* [ASSIGNMENT]:
Go over the records and count each line that has the string "palm". Give the number and nothing else.

(Records contained in a dataset)
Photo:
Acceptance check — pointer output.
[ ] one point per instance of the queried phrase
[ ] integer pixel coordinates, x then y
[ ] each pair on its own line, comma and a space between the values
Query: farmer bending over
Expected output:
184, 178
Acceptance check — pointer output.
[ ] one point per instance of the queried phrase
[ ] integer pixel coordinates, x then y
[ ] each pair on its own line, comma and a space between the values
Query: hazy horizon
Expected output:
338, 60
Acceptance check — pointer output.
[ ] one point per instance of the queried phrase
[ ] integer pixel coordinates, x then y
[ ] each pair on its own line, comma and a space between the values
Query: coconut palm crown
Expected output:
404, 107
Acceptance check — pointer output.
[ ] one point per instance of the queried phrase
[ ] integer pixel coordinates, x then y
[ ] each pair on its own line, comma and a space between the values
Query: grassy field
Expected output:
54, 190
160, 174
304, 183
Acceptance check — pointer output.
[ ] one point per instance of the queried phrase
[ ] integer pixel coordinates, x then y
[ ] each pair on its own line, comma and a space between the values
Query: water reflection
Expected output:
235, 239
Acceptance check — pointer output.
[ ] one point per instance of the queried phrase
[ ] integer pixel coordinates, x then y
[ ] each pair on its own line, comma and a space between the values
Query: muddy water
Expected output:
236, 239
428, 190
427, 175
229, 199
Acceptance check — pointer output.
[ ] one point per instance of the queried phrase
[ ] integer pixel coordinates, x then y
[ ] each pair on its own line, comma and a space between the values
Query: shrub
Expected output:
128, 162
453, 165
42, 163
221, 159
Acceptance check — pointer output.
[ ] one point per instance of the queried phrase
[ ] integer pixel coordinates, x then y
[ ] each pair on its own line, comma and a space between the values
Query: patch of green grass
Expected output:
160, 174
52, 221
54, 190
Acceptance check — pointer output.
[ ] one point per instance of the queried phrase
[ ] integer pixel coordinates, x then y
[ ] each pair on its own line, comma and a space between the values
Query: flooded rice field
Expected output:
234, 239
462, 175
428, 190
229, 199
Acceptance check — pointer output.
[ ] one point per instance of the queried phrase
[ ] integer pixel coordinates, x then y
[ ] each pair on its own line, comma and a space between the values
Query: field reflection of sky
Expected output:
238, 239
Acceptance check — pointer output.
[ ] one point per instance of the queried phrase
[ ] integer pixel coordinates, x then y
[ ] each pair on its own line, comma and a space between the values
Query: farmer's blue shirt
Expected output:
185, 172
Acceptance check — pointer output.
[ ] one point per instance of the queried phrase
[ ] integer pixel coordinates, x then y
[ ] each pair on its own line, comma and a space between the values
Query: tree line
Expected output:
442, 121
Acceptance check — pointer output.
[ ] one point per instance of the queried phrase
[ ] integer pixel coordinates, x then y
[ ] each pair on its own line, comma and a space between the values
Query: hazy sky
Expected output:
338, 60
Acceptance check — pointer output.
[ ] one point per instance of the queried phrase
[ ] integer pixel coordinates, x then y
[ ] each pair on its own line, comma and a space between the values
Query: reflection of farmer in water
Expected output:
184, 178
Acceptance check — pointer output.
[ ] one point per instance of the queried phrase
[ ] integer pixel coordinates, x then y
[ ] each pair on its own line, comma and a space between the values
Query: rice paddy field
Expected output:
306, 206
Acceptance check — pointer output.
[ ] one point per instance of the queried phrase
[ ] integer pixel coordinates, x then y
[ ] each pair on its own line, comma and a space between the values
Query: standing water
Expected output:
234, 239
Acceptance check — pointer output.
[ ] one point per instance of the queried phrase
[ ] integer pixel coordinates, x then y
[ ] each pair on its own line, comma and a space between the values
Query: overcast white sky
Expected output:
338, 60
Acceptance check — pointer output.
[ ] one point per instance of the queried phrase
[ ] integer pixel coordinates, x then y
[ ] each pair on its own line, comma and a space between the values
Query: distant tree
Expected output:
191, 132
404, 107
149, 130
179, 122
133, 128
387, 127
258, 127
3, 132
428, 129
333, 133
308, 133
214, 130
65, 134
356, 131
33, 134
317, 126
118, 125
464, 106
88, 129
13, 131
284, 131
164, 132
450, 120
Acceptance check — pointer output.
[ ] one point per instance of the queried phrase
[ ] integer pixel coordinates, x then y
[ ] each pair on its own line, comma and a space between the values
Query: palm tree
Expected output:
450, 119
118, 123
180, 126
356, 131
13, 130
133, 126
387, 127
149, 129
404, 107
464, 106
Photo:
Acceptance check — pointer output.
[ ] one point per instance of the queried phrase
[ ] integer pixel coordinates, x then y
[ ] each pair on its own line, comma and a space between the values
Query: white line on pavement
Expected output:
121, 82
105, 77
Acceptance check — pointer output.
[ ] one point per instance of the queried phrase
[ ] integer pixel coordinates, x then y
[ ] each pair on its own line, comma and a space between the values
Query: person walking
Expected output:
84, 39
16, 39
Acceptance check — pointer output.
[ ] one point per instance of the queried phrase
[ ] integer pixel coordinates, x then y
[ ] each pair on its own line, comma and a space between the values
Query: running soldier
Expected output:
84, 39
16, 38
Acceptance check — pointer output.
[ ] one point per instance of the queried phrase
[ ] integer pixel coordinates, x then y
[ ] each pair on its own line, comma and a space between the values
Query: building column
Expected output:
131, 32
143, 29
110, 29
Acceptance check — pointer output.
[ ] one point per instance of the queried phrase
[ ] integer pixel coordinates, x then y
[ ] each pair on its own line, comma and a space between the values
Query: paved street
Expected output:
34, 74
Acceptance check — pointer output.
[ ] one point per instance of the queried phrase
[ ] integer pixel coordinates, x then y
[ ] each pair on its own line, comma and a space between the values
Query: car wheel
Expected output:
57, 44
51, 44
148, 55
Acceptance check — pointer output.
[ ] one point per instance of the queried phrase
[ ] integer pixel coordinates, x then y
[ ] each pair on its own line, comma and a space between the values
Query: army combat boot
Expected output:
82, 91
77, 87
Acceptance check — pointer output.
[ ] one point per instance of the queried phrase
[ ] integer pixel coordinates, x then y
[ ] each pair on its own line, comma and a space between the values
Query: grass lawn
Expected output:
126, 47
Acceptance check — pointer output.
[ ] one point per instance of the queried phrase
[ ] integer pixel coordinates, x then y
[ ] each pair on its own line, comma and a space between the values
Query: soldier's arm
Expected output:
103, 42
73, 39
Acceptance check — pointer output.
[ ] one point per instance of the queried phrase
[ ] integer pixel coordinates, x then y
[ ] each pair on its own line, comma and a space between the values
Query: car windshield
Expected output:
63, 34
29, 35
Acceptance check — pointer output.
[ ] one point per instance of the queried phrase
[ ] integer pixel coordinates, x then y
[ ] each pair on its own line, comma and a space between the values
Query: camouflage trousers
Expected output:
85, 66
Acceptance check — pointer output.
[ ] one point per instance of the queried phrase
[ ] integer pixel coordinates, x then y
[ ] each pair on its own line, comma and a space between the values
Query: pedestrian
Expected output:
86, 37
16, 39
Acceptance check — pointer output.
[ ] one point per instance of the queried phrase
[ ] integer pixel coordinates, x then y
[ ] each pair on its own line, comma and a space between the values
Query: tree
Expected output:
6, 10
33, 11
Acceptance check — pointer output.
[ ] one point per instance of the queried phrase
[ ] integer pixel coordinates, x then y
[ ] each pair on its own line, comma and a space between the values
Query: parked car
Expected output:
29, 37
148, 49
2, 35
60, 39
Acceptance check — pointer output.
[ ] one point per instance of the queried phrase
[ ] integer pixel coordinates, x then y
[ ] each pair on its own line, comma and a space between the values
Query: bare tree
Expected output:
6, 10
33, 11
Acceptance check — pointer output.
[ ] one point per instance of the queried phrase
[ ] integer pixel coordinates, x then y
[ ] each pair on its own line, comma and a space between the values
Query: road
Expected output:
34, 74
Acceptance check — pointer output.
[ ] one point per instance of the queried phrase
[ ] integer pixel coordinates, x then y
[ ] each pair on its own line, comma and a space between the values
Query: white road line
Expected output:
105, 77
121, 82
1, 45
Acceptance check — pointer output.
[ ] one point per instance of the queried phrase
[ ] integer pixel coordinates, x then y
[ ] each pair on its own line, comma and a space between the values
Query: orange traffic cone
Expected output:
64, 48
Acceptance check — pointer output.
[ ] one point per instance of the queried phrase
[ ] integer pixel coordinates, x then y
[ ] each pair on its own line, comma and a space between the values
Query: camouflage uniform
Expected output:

* [ANSWER BOX]:
2